# [Instructions for the task]
Extract all of the data and reproduce it precisely.

---------- Data entries ----------

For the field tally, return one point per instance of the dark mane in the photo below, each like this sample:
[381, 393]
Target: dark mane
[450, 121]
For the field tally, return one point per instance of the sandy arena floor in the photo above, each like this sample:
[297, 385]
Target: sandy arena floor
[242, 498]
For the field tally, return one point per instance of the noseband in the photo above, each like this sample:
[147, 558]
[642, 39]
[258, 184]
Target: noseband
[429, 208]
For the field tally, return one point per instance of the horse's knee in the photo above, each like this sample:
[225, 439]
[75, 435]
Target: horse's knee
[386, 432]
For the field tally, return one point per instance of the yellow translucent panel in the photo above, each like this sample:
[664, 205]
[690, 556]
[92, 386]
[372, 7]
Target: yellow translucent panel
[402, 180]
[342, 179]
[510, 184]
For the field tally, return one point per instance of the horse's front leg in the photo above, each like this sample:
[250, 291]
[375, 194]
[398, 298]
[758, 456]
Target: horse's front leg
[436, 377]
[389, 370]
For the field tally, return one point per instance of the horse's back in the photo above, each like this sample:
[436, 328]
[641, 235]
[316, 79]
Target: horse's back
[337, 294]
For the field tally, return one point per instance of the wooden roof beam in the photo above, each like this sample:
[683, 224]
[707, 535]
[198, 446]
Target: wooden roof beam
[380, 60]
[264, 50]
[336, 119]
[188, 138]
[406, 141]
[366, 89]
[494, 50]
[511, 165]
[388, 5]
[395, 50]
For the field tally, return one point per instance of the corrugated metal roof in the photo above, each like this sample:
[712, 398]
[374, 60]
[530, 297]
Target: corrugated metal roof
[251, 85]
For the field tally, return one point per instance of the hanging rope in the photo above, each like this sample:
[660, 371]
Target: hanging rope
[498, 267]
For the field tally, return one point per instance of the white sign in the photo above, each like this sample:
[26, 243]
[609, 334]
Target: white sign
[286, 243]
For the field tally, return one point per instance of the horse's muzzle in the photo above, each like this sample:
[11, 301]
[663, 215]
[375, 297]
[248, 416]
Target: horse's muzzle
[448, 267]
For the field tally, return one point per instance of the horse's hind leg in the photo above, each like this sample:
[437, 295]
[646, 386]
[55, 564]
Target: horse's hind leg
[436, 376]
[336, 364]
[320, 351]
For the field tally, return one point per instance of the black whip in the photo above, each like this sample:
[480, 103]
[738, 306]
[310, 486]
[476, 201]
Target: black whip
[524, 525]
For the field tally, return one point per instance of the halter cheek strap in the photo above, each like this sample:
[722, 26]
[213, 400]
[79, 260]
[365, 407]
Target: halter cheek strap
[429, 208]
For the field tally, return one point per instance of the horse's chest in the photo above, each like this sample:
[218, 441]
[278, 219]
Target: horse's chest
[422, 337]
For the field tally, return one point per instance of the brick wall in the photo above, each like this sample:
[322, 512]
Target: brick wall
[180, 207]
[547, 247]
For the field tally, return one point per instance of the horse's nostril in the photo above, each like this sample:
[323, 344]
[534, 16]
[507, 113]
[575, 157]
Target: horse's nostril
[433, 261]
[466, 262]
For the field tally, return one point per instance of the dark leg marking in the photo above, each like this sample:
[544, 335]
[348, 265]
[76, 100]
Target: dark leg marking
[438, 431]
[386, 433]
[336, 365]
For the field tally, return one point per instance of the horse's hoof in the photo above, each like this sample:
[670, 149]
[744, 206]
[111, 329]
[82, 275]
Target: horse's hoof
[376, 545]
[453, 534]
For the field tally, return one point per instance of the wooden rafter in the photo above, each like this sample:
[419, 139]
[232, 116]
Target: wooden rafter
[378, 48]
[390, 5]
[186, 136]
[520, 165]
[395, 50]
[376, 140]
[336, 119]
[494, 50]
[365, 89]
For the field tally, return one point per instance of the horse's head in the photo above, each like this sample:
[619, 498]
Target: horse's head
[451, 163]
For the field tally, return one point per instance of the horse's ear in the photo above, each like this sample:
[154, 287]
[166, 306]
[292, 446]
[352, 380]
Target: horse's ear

----------

# [Solution for this exercise]
For the field tally, return one point per instance of the dark mane in the photo below, each like this sample:
[381, 393]
Target: dark mane
[450, 121]
For the field tally, return one point per instance of the sandy arena floor in the photo above, each like this sample:
[297, 385]
Target: sandy arena floor
[242, 498]
For the field tally, return one point per instance of the noseband in the photo above, each like this sample:
[147, 558]
[642, 39]
[258, 184]
Target: noseband
[429, 208]
For the field tally, return one point per instance of the horse's knee in the photo above, each like this sample:
[225, 439]
[75, 435]
Target: horse's knee
[386, 432]
For the field tally, return one point per instance of the yellow translucent panel in the photo above, each like this sample:
[664, 205]
[690, 556]
[92, 386]
[372, 7]
Target: yellow translucent panel
[402, 180]
[342, 179]
[510, 184]
For the field tally, return one point per instance of the horse's front leg in the photo above, each like this sample:
[250, 291]
[375, 194]
[398, 298]
[758, 456]
Target: horse's front leg
[436, 377]
[389, 370]
For the field tally, return one point per instance of the horse's back in the photo above, each like this sample:
[436, 328]
[641, 235]
[316, 79]
Target: horse's back
[337, 294]
For the field tally, return one point per instance of the wooden roof beam in the photo above, each like this sample:
[683, 224]
[707, 535]
[198, 446]
Target: wooden roof beam
[380, 60]
[264, 50]
[336, 119]
[188, 138]
[406, 141]
[366, 89]
[494, 50]
[511, 165]
[388, 5]
[395, 50]
For the field tally, return one point per instance of the corrugated metal roof in the photo above, each like this sample:
[712, 398]
[374, 60]
[530, 297]
Target: corrugated metal roof
[251, 85]
For the field tally, return one point per instance of the hanging rope in the photo above, each like this sample:
[660, 371]
Target: hanging rope
[498, 267]
For the field tally, return one point per instance of the white sign in the photo above, each like this sample:
[26, 243]
[609, 334]
Target: white sign
[286, 243]
For the field tally, return one point per instance of the horse's muzzle in the photo above, each like this sample:
[11, 301]
[663, 215]
[375, 297]
[248, 416]
Target: horse's muzzle
[448, 267]
For the field tally, return one point per instance of the horse's hind leg in the photo above, each like this sample:
[437, 295]
[646, 386]
[55, 564]
Target: horse's hind leg
[436, 376]
[336, 364]
[320, 351]
For the field tally, return one point per instance of the black whip in the photo above, each like this sample:
[480, 103]
[738, 306]
[310, 486]
[476, 201]
Target: black whip
[524, 525]
For the field tally, return one point per instance of the halter cheek strap in the photo above, each like this sample:
[722, 26]
[213, 400]
[79, 260]
[365, 407]
Target: halter cheek strap
[429, 208]
For the field tally, return one point per instance of the horse's chest in the photo above, each like this sample:
[218, 441]
[278, 219]
Target: horse's chest
[422, 337]
For the field tally, return one point per instance of the brick wall in the photo above, each like this sample:
[322, 512]
Target: brick wall
[180, 207]
[547, 247]
For the field tally, return one point per instance of the horse's nostril in the photo above, each like this sample:
[323, 344]
[534, 16]
[507, 113]
[575, 157]
Target: horse's nostril
[433, 261]
[466, 262]
For the field tally, return one point per instance of the dark leg marking in the photo above, each like this sample:
[544, 335]
[348, 265]
[76, 100]
Target: dark leg marking
[438, 431]
[386, 433]
[336, 365]
For the field tally, return one point per instance of the horse's hoof in the photo above, each like this sample:
[670, 149]
[744, 206]
[111, 329]
[82, 275]
Target: horse's hoof
[376, 545]
[453, 534]
For the field tally, return one point per instance of the wooden rafter in the photo above, each like this sample:
[419, 139]
[232, 116]
Target: wooden rafter
[378, 48]
[390, 5]
[186, 136]
[520, 165]
[395, 50]
[376, 140]
[336, 119]
[494, 50]
[365, 89]
For the field tally, return one point per instance of the horse's head in the photo above, each like this sample:
[619, 498]
Target: horse's head
[451, 163]
For the field tally, return one point per instance of the horse's ear in the photo above, each like this sample:
[154, 287]
[166, 306]
[292, 446]
[352, 380]
Target: horse's ear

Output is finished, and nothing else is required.